Task requirements: The listing below must be returned in full and unchanged, without the images it carries.

(Material for this task Opens)

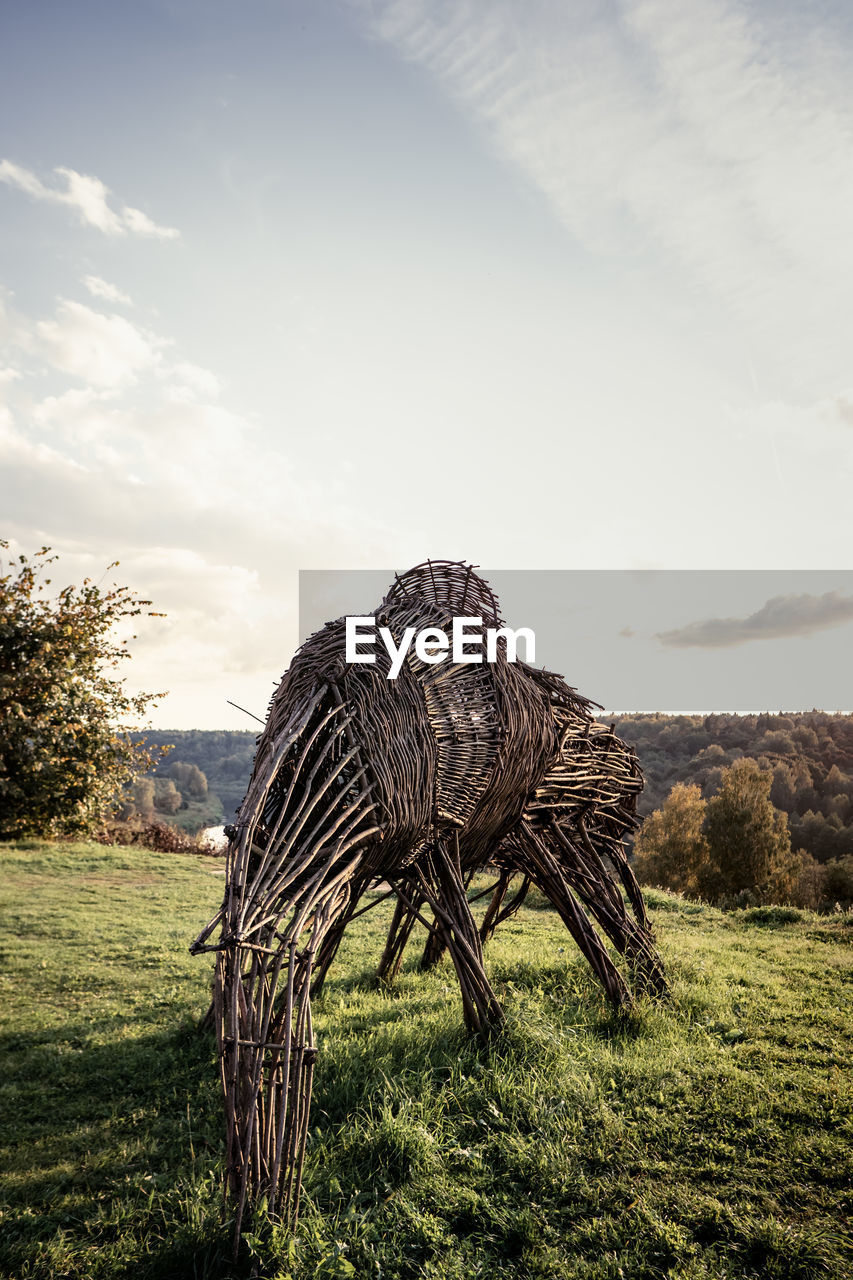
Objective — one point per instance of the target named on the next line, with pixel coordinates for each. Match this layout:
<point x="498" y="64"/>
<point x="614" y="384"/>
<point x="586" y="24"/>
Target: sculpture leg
<point x="401" y="926"/>
<point x="441" y="883"/>
<point x="597" y="890"/>
<point x="539" y="862"/>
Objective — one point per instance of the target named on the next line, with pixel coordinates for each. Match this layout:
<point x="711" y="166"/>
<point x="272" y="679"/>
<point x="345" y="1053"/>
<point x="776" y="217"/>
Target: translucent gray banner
<point x="656" y="640"/>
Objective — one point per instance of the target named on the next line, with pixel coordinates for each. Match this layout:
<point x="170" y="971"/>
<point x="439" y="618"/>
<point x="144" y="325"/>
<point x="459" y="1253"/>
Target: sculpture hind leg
<point x="537" y="859"/>
<point x="588" y="876"/>
<point x="437" y="877"/>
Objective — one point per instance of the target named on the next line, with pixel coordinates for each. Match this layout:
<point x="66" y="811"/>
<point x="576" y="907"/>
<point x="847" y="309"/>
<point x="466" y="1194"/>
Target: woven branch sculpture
<point x="416" y="782"/>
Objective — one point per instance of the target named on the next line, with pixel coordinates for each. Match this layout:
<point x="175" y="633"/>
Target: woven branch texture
<point x="416" y="784"/>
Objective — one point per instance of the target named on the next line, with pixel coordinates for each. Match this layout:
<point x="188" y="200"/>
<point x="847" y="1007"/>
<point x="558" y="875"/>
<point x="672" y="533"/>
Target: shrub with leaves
<point x="64" y="752"/>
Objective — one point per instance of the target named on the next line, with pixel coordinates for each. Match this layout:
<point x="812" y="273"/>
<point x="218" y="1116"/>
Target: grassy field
<point x="706" y="1138"/>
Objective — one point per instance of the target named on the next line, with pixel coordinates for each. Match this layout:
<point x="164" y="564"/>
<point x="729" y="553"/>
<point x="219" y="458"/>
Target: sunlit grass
<point x="708" y="1137"/>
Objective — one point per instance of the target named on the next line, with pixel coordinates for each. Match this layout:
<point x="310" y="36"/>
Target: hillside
<point x="810" y="755"/>
<point x="705" y="1138"/>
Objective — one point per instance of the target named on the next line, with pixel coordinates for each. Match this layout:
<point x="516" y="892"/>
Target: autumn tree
<point x="748" y="839"/>
<point x="64" y="752"/>
<point x="671" y="849"/>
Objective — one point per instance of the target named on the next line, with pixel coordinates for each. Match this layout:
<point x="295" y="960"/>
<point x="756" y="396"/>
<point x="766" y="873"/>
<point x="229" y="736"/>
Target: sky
<point x="342" y="284"/>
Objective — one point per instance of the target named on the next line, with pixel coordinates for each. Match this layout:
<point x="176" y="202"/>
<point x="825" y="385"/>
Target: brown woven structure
<point x="418" y="781"/>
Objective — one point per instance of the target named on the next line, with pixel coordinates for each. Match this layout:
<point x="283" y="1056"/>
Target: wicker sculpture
<point x="419" y="782"/>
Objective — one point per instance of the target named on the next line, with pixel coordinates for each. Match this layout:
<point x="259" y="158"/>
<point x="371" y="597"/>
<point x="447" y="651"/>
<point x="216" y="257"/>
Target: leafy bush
<point x="65" y="753"/>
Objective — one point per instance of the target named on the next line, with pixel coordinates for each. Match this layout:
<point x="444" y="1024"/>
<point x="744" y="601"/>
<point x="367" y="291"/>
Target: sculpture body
<point x="418" y="781"/>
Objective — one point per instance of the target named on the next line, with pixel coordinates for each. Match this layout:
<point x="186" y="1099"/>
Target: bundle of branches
<point x="419" y="781"/>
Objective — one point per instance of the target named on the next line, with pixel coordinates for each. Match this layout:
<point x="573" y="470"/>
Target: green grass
<point x="703" y="1138"/>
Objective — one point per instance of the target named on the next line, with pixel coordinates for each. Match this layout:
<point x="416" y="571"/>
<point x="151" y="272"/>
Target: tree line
<point x="744" y="808"/>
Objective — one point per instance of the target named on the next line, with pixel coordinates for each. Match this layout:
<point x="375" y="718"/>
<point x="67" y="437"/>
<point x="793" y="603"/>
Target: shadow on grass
<point x="110" y="1157"/>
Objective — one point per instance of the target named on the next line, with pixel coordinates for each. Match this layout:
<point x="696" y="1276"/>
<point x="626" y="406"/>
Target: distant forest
<point x="810" y="755"/>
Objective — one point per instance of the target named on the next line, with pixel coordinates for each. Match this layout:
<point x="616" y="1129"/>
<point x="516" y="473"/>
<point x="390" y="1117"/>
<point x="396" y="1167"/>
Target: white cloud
<point x="89" y="197"/>
<point x="783" y="616"/>
<point x="702" y="131"/>
<point x="100" y="288"/>
<point x="191" y="382"/>
<point x="101" y="350"/>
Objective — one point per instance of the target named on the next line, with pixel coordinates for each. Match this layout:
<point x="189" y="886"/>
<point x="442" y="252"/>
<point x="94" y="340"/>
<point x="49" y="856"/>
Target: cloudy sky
<point x="350" y="283"/>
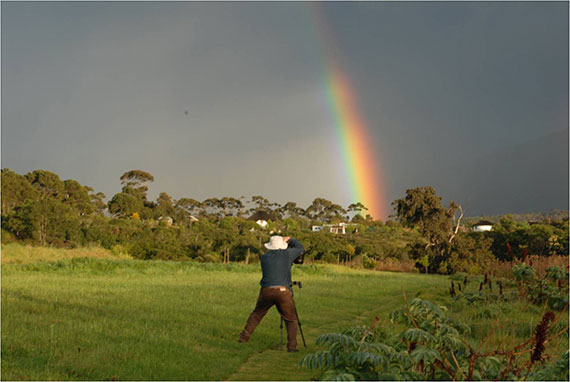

(Material for this task Closes)

Response:
Objective — one point per instance of the target named on the next line, with pixel coordinates for each. Match this layout:
<point x="498" y="64"/>
<point x="614" y="384"/>
<point x="586" y="24"/>
Target: sculpture leg
<point x="401" y="926"/>
<point x="441" y="883"/>
<point x="597" y="890"/>
<point x="539" y="862"/>
Objective — one point per instance of the target named on the next line, with pixel coordinates for each. Match this layout:
<point x="711" y="166"/>
<point x="272" y="679"/>
<point x="345" y="1053"/>
<point x="776" y="217"/>
Target: translucent gray banner
<point x="656" y="640"/>
Objective — one point per instance of the target named on the next line, with pixel coordinates for each. Match this layout:
<point x="170" y="971"/>
<point x="439" y="618"/>
<point x="144" y="325"/>
<point x="459" y="1253"/>
Target: sculpture hind leg
<point x="537" y="859"/>
<point x="588" y="876"/>
<point x="437" y="877"/>
Objective — one point per instance of the target named on the next line, with pixel coordinates for each. Match this layout:
<point x="66" y="811"/>
<point x="576" y="907"/>
<point x="847" y="309"/>
<point x="466" y="1194"/>
Target: woven branch sculpture
<point x="416" y="782"/>
Objective — one point per instance of the target named on the next line, with pixel coordinates for each. Match this layout:
<point x="175" y="633"/>
Target: woven branch texture
<point x="416" y="784"/>
Objective — one point per instance of the target named on the next line, with pixel coordinates for each. Match this layout:
<point x="188" y="200"/>
<point x="847" y="1007"/>
<point x="558" y="875"/>
<point x="672" y="533"/>
Target: shrub with leaves
<point x="64" y="752"/>
Objective — one point per instance of the target named on the next line, with pixel coordinates for each. Match this layout:
<point x="812" y="273"/>
<point x="218" y="1116"/>
Target: grassy field
<point x="706" y="1138"/>
Objective — one point per instance of the target named on the next line, with pixel coordinates for each. Match this layout:
<point x="164" y="564"/>
<point x="729" y="553"/>
<point x="219" y="458"/>
Target: sunlit grass
<point x="708" y="1137"/>
Objective — one point per instance of the target named on the next line, with pixel coordinates for each. Match this layout:
<point x="310" y="36"/>
Target: hillside
<point x="810" y="755"/>
<point x="705" y="1138"/>
Objective — one point per instance of the target named on the next line, with pixel coordinates for each. Match this layout:
<point x="516" y="892"/>
Target: autumn tree
<point x="748" y="839"/>
<point x="64" y="752"/>
<point x="671" y="849"/>
Objective — one point per instance of the target named on the next line, with pixel coordinates for each. Match this layout:
<point x="295" y="960"/>
<point x="756" y="396"/>
<point x="766" y="873"/>
<point x="229" y="736"/>
Target: sky
<point x="342" y="284"/>
Objective — one point per instance of the target named on the next line, with pixel coordinates for each. Match this layout:
<point x="176" y="202"/>
<point x="825" y="385"/>
Target: brown woven structure
<point x="418" y="781"/>
Objective — one point per instance of the target named on the next line, with pixel coordinates for each. Match this layout:
<point x="283" y="1056"/>
Target: wicker sculpture
<point x="419" y="782"/>
Objective — one point per instance of the target named on the next line, with pixel coordinates for each. Match this layout:
<point x="259" y="158"/>
<point x="371" y="597"/>
<point x="447" y="651"/>
<point x="216" y="257"/>
Target: leafy bush
<point x="65" y="753"/>
Objective — one point per instance of the target named on the next line, with pixel coordinates for each. Match this layout:
<point x="444" y="1024"/>
<point x="744" y="601"/>
<point x="367" y="291"/>
Target: sculpture body
<point x="418" y="781"/>
Objective — one point per instance of the target named on the next line, with pixel coordinates for each. Match this layout:
<point x="186" y="1099"/>
Target: bundle of branches
<point x="419" y="781"/>
Objective — one point per instance of the target named on the next line, with pixel coordinates for each. Match this layout:
<point x="573" y="470"/>
Target: green grass
<point x="703" y="1138"/>
Objective — one point per instance of the target named on the next line, with pixel coordinates for each. Match this layout:
<point x="416" y="571"/>
<point x="151" y="272"/>
Target: tree line
<point x="744" y="808"/>
Objective — one point per instance of the target named on the next line, with pixel coordinates for each. Match this layout:
<point x="375" y="718"/>
<point x="67" y="437"/>
<point x="793" y="603"/>
Target: shadow on grass
<point x="110" y="1157"/>
Objective — one point per instance of the target named on the next line, with pixel coordinates for each. Match this layout:
<point x="696" y="1276"/>
<point x="626" y="406"/>
Target: distant forest
<point x="810" y="755"/>
Objective — one point per instance of the target named on the next line, with pixel coordinates for each. Match this layout:
<point x="616" y="1129"/>
<point x="516" y="473"/>
<point x="390" y="1117"/>
<point x="396" y="1167"/>
Target: white cloud
<point x="89" y="197"/>
<point x="783" y="616"/>
<point x="702" y="131"/>
<point x="100" y="288"/>
<point x="191" y="382"/>
<point x="101" y="350"/>
Objective — one point per instance of the target named on the next line, with pixel coordinates for each. Match this layout:
<point x="189" y="886"/>
<point x="442" y="252"/>
<point x="94" y="340"/>
<point x="49" y="856"/>
Target: cloudy sky
<point x="350" y="283"/>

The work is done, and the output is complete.